- _Given passage_
— BEGIN —
Artist Max Mulhern ’84 rolls the dice on the high seas

By Carrie Compton


An 8-foot-tall Aqua Dice sculpture created by Max Mulhern ’84 floats away into the Spanish Atlantic after being launched by the artist in December. At the time of publication, the two dice were still lost at sea. Photo by Max Mulhern.

At night amid a merciless gale and at placid sunrise on calm seas, Max Mulhern ’84’s Aqua Dice haunt the ocean. Now lost in the Atlantic, the bright-orange, blue-dotted dice drift randomly, waves lapping and cresting against their right angles. Mulhern ponders the wayward 8-foot sculptures every day, often vicariously, sketching them on paper where he imagines them to be.

Mulhern’s concept for the cubes derived from many lifelong passions and preoccupations, namely art and the sea. An avid sailor and occasional professional yacht captain, Mulhern discovered a penchant for blending art and bodies of water about 15 years ago when he began placing sculptures on small lakes. In 2008, he launched Drift Ped, a floating upright rectangle fashioned after the boxy, white pedestals that often support sculptures in museums.

“A pedestal is supposed to fix a work of art to the ground—I was taking this iconic sculptural constant and setting it adrift, whereby the ocean became a moving base,” he says.


Many of Max Mulhern ’84’s recent drawings have reflected his preoccupation with the mysterious journey of his Aqua Dice. Eternal Hazard, the ink and watercolor work shown above, is one of his more abstract pieces about the dice.

Launched off the coast of Long Island, N.Y., Drift Ped sank in a few hours, as was intended. Aqua Dice, however, are built of sterner stuff. Funded by a grant from the French Ministry of Culture and a successful campaign on the French version of Kickstarter, Mulhern collaborated with a boat maker to engineer the watertight cubes so they might withstand years in the ocean, yet implode upon any significant impact to ensure the safety of other vessels. Equipped with GPS units, the dice were serendipitously (but not purposely) launched at noon on Dec. 12, from the Canary Islands with the supposition that the Trade Winds would spirit them away to the Americas. Although satellite contact dropped off for both dice at about the same time, about two months into their voyage, their journey seemed to be leading them to Morocco.

Like Aqua Dice, Mulhern’s own journey was anything but planned. An English literature major at Swarthmore, he fell in with a crowd of artists after college, during a year spent in Paris. He intended to start law school but never returned to the states, instead landing a spot in Paris’ École Nationale Supérieure des Beaux-Arts, where he studied drawing. For the last decade, he has mostly worked in sculpture.
— END —
- _Written request A_
In the article about the Aqua Dice, what was Drift Ped fashioned after?
The records that follow have no connection to the article about the Aqua Dice.

- _Records provided_
— BEGIN —
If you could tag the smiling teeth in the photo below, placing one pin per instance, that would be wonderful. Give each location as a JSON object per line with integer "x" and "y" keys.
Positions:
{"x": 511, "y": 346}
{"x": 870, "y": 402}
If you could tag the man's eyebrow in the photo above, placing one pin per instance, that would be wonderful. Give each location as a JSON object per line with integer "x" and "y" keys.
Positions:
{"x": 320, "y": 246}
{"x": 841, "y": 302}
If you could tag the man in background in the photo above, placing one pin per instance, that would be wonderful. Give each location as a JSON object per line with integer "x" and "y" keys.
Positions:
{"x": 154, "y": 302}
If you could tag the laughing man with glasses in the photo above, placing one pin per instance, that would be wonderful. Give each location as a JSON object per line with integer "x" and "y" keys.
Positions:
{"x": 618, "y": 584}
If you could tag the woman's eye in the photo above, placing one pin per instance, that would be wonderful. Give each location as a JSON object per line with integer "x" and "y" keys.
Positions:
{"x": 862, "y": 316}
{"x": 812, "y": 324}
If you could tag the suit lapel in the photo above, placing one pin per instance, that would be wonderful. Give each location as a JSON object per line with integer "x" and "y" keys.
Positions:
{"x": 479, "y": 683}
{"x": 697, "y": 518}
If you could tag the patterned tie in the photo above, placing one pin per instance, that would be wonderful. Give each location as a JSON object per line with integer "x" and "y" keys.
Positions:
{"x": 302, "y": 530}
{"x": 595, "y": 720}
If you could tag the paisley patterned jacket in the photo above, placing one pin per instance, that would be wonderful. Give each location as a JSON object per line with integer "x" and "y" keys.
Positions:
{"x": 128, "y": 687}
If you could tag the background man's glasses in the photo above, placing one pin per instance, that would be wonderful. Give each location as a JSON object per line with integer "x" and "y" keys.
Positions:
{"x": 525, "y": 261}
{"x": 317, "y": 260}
— END —
— BEGIN —
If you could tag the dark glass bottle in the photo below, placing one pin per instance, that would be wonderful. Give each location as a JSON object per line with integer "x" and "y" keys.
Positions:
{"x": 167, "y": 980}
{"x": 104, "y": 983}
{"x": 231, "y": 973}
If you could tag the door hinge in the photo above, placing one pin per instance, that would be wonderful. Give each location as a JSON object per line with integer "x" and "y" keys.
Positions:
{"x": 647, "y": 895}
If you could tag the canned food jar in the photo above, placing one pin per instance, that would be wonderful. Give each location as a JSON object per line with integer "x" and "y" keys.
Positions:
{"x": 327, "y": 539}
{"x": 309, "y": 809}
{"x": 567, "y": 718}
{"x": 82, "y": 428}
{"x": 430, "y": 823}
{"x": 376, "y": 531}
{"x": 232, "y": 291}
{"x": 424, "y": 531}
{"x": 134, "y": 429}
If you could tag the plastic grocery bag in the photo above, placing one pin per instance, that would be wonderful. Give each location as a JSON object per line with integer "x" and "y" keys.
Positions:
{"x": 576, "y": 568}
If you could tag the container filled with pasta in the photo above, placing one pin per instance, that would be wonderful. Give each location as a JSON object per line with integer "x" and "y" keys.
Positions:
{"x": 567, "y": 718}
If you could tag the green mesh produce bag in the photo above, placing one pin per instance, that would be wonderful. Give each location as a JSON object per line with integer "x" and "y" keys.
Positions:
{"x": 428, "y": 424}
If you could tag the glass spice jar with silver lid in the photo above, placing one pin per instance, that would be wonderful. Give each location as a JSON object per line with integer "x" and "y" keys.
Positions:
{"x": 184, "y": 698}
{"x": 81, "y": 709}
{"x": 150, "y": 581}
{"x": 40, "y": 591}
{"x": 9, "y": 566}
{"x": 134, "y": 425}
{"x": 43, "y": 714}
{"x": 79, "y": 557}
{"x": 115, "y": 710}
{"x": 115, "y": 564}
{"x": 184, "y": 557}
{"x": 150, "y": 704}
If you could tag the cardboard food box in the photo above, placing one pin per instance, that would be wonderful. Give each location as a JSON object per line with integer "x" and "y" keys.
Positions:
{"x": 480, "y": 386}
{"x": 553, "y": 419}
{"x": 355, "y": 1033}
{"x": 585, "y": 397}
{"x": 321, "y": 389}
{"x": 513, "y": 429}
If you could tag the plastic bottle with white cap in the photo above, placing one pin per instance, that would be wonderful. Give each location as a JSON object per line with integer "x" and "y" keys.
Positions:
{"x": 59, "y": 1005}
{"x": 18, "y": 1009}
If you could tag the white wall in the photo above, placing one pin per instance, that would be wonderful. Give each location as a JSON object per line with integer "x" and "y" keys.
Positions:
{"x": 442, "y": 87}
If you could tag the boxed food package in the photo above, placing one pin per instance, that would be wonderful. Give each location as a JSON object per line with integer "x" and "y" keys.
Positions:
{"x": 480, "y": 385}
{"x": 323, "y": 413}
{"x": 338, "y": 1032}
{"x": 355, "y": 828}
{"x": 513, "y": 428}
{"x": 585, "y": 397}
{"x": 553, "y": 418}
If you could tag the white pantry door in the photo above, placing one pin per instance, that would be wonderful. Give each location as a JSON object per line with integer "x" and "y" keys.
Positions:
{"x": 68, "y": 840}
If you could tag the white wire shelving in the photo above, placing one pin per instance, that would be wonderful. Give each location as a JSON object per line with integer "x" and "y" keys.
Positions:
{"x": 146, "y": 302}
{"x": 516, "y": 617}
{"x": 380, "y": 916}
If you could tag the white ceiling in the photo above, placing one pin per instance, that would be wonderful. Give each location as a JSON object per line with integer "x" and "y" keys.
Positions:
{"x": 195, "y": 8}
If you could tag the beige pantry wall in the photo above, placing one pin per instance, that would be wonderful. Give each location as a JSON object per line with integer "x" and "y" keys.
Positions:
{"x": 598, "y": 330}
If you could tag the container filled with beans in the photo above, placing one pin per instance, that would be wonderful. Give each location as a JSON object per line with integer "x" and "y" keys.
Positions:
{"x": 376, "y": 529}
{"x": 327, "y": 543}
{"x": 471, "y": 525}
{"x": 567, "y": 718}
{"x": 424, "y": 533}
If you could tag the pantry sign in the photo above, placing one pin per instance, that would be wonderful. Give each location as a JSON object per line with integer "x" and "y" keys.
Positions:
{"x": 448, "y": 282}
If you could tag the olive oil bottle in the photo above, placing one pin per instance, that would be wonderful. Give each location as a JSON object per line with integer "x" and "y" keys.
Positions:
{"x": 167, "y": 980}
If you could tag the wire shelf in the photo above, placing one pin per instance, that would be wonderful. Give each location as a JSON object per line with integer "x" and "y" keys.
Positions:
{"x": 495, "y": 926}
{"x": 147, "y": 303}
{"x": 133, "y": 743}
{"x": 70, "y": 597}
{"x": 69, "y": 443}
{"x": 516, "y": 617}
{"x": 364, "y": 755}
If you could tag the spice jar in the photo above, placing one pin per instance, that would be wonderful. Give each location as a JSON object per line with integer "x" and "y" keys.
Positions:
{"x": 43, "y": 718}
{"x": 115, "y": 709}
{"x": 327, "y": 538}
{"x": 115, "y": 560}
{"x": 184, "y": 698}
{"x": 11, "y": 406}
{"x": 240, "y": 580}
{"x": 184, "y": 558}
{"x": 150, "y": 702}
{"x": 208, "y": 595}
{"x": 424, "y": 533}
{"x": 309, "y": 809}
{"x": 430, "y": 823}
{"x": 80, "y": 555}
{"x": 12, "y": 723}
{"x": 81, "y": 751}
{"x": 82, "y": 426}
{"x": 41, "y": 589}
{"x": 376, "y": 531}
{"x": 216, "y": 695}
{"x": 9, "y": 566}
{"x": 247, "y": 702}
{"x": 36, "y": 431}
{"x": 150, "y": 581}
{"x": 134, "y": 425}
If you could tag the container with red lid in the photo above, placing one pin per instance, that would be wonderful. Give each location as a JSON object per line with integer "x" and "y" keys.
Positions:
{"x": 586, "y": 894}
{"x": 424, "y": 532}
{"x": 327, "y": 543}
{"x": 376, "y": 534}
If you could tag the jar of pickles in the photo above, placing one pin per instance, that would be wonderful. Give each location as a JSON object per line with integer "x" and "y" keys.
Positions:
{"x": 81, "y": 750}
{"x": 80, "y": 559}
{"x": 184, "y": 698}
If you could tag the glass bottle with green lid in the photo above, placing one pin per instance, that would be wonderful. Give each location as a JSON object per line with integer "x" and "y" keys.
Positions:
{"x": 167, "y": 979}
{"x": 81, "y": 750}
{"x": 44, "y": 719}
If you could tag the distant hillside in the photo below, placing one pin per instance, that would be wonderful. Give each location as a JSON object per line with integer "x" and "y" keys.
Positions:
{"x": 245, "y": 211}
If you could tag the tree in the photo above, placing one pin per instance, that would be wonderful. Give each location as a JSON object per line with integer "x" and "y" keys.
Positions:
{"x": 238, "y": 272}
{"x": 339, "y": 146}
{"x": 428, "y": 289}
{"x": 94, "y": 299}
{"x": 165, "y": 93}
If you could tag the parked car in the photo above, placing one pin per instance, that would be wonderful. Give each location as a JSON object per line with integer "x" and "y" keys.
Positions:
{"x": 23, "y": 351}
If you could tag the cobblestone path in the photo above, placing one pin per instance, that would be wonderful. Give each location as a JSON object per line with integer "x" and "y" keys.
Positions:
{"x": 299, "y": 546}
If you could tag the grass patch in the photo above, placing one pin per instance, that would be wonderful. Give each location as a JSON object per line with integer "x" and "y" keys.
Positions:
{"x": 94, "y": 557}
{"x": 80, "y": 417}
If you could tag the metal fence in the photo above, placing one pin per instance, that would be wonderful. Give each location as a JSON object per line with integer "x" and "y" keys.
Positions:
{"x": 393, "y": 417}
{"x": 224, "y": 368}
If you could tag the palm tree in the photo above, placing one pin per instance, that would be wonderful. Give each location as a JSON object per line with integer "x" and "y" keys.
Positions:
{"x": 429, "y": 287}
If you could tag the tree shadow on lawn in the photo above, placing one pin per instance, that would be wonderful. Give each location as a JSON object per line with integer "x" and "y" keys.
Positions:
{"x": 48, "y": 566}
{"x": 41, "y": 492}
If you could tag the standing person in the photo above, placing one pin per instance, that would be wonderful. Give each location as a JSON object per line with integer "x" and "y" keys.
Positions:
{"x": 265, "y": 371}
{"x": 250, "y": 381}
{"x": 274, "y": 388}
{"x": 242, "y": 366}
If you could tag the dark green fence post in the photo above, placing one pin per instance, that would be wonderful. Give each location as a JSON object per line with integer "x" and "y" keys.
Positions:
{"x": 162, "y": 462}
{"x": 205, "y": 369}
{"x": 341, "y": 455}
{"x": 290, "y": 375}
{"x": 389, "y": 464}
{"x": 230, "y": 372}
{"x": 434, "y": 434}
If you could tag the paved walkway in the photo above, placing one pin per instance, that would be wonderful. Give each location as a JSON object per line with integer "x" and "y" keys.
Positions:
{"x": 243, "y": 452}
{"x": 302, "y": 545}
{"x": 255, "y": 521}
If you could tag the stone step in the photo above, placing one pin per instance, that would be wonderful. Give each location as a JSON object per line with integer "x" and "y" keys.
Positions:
— END —
- _Written request B_
Extract each line of the records that contains the word "silver".

- _Response A_
The boxy, white pedestals that often support sculptures in museums.

- _Response B_
If you could tag the glass spice jar with silver lid in the photo above, placing one pin per instance, that would be wonderful. Give each location as a JSON object per line with integer "x" and "y" keys.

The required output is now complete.